● Exercise brief
Edit everything from the line containing "the tea plantation" down to the line containing "Target: tea plantation" so that "keypoint" becomes "marker", leaving all else untouched. Return only those lines.

● Records for the exercise

====================

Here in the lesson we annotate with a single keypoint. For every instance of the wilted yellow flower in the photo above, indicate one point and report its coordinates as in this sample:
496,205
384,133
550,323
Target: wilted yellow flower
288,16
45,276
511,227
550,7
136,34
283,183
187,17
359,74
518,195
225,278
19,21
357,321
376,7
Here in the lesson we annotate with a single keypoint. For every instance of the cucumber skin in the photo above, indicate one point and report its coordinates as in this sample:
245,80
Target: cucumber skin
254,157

====================

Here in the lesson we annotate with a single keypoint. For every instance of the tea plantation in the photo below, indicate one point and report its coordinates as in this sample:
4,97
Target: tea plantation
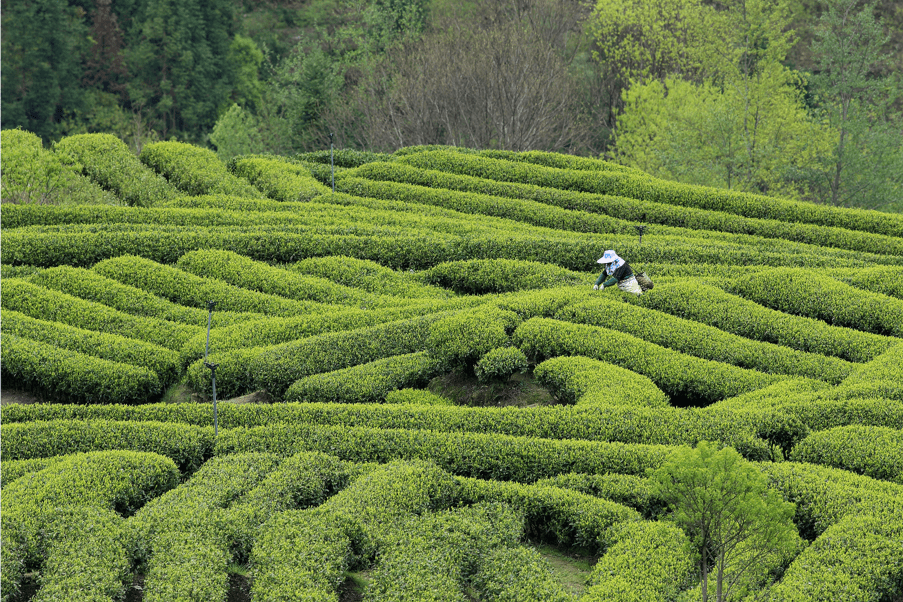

====================

● Written reply
Here in the lesson we annotate with a single marker. For every instance of the tea plantation in the photo below, indicate one point and report its coordinates as in this sample:
4,97
Target: tea plantation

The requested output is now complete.